■ **WHAT THE EXERCISE ASKS**: Resume the forum reply below on checkpointing with RocksDB and S3, starting right after its final sentence.

Re: Checkpointing with RocksDB as statebackend

Seth Wiesman Mon, 27 Feb 2017 08:17:21 -0800

Just wanted to throw in my 2cts.

I’ve been running pipelines with similar state size using rocksdb which 
externalize to S3 and bucket to S3. I was getting stalls like this and ended up 
tracing the problem to S3 and the bucketing sink. The solution was two fold:



1)       I forked hadoop-aws and have it treat flink as a source of truth. Emr 
uses a dynamodb table to determine if S3 is inconsistent. Instead I say that if 
flink believes that a file exists on S3 and we don’t see it then I am going to 
trust that flink is in a consistent state and S3 is not. In this case, various 
operations will perform a back off and retry up to a certain number of times.


2)       The bucketing sink performs multiple renames over the lifetime of a 
file, occurring when a checkpoint starts and then again on notification after 
it completes. Due to S3’s consistency guarantees the second rename of file can 
never be assured to work and will eventually fail either during or after a 
checkpoint. Because there is no upper bound on the time it will take for a file 
on S3 to become consistent, retries cannot solve this specific problem as it 
could take upwards of many minutes to rename which would stall the entire 
pipeline. The only viable solution I could find was to write a custom sink 
which understands S3. Each writer will write file locally and then copy it to 
S3 on checkpoint. By only interacting with S3 once per file it can circumvent 
consistency issues all together.

■ **RECORDED DATA**:
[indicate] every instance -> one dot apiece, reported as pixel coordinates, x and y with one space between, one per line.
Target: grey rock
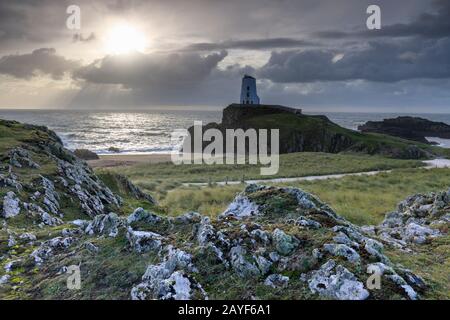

■ **RESULT OF THE TASK**:
Hope this helps,

Seth Wiesman

From: vinay patil <vinay18.pa...@gmail.com>
Reply-To: "user@flink.apache.org" <user@flink.apache.org>
Date: Saturday, February 25, 2017 at 10:50 AM
To: "user@flink.apache.org" <user@flink.apache.org>
Subject: Re: Checkpointing with RocksDB as statebackend

HI Stephan,
Just to avoid the confusion here, I am using S3 sink for writing the data, and 
using HDFS for storing checkpoints.
There are 2 core nodes (HDFS) and two task nodes on EMR

I replaced s3 sink with HDFS for writing data in my last test.
Let's say the checkpoint interval is 5 minutes, now within 5minutes of run the 
state size grows to 30GB ,  after checkpointing the 30GB state that is 
maintained in rocksDB has to be copied to HDFS, right ?  is this causing the 
pipeline to stall ?

Regards,
Vinay Patil

On Sat, Feb 25, 2017 at 12:22 AM, Vinay Patil <[hidden 
email]<file:////user/SendEmail.jtp%3ftype=node&node=11913&i=0>> wrote:
Hi Stephan,
To verify if S3 is making teh pipeline stall, I have replaced the S3 sink with 
HDFS and kept minimum pause between checkpoints to 5minutes, still I see the 
same issue with checkpoints getting failed.
If I keep the  pause time to 20 seconds, all checkpoints are completed , 
however there is a hit in overall throughput.



Regards,
Vinay Patil

On Fri, Feb 24, 2017 at 10:09 PM, Stephan Ewen [via Apache Flink User Mailing 
List archive.] <[hidden 
email]<file:////user/SendEmail.jtp%3ftype=node&node=11913&i=1>> wrote:
Flink's state backends currently do a good number of "make sure this exists" 
operations on the file systems. Through Hadoop's S3 filesystem, that translates 
to S3 bucket list operations, where there is a limit in how many operation may 
happen per time interval. After that, S3 blocks.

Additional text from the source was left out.